- [Exercise requirements]: From the entries below, copy out word for word the lines starting at the line that contains "Dear assistant, the user would like the patterned" and ending at the line that contains "[223,187,259,207]".

Records of labeled boxes:
# # # #
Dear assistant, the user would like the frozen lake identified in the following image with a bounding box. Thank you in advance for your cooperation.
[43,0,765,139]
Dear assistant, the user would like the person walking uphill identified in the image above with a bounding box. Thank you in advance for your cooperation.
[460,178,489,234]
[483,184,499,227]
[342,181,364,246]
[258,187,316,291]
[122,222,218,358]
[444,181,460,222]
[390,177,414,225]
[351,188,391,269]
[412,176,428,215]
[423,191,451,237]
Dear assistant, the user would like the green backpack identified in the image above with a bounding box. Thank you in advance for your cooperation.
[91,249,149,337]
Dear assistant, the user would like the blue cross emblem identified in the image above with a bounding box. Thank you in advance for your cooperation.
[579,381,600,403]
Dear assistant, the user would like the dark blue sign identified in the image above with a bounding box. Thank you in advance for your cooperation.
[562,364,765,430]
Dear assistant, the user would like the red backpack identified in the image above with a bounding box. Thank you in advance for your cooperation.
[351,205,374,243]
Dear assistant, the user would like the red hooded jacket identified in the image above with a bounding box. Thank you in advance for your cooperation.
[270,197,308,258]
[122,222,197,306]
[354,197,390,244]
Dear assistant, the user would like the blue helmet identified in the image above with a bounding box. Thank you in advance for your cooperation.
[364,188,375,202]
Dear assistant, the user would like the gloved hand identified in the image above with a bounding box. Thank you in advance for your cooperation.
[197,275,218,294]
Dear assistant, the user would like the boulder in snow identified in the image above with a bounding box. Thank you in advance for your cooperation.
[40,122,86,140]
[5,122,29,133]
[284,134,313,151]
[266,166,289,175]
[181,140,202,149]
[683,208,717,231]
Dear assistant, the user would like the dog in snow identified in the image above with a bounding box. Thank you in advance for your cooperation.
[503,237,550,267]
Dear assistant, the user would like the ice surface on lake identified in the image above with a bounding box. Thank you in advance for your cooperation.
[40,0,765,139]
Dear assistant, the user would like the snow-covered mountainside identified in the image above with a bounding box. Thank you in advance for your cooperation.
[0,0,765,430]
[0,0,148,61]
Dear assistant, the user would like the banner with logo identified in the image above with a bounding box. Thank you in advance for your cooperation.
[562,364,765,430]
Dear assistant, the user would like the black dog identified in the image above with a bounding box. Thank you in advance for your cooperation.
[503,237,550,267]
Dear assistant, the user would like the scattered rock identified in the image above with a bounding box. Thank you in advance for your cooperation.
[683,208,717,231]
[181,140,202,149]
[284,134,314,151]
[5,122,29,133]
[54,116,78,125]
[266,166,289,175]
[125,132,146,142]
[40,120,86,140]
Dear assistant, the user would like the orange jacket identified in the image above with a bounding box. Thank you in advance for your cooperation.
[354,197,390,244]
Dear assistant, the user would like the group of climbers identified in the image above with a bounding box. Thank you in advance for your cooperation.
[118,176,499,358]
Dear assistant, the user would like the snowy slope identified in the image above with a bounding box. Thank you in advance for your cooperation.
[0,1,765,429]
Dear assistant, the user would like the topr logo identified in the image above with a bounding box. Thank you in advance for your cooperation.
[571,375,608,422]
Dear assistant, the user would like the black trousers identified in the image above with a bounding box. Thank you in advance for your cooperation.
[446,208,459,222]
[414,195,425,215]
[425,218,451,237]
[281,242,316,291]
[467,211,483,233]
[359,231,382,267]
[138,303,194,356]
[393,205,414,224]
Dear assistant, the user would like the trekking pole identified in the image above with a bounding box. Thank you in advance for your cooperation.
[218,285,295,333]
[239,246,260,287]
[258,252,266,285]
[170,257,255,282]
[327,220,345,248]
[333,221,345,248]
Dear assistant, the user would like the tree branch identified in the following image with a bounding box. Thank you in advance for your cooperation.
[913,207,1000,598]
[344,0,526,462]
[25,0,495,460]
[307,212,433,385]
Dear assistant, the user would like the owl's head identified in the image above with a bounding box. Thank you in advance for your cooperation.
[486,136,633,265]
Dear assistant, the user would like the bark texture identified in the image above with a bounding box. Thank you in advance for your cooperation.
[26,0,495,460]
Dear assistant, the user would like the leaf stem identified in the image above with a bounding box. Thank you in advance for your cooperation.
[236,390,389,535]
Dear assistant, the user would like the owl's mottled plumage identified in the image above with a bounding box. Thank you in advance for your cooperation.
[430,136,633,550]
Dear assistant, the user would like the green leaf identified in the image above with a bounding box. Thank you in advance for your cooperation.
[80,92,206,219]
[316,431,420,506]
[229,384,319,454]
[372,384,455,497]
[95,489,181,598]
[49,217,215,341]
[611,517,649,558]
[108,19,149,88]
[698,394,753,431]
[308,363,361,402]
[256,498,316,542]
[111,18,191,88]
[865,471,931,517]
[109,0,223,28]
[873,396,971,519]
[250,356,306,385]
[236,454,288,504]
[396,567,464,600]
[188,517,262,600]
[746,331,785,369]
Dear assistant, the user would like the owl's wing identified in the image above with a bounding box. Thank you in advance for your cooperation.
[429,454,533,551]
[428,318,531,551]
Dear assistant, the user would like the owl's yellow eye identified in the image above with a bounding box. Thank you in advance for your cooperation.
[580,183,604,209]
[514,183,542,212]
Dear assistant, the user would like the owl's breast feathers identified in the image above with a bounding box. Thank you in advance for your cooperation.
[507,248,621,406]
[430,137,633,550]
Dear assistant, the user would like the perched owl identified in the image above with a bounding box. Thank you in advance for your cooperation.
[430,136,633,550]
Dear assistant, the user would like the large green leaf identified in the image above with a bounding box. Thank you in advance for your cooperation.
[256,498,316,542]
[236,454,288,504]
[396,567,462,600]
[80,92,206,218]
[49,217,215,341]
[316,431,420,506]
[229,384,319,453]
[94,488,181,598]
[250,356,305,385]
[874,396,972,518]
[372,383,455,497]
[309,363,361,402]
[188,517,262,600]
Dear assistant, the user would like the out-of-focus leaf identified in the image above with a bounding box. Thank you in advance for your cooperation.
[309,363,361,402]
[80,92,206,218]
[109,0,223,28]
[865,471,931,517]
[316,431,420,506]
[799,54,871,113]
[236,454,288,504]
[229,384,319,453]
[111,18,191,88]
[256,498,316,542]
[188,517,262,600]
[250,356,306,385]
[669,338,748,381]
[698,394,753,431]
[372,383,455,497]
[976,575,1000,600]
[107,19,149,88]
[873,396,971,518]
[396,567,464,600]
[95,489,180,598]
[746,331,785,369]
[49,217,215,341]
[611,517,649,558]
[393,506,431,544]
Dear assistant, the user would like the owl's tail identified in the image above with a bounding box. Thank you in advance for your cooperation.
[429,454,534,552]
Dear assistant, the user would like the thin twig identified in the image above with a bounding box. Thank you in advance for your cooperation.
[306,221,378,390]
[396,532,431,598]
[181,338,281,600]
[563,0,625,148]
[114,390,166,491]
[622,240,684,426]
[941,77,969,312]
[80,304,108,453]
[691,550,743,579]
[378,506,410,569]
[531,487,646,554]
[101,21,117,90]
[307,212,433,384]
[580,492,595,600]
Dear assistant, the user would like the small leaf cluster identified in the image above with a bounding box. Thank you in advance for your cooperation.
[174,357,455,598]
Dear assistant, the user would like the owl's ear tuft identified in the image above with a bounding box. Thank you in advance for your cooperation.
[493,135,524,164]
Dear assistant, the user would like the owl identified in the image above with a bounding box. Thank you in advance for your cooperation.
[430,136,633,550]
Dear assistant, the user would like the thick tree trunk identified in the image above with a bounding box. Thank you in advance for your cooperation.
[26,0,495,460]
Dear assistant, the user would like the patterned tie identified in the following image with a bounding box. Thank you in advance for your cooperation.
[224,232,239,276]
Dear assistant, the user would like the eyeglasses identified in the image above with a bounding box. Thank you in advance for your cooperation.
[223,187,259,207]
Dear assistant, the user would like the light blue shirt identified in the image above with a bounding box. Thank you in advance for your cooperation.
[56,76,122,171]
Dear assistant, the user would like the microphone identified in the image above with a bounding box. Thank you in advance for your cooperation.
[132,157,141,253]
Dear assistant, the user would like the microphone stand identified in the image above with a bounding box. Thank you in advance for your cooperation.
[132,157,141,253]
# # # #
- [Task response]:
Dear assistant, the user would like the patterned tie identified in the following image with a bounding box. Thank you in advance for your cooperation.
[224,232,239,276]
Dear assistant, the user would like the eyeglasses identified in the image above with a bounding box. Thank you in advance for your cooperation.
[223,187,259,207]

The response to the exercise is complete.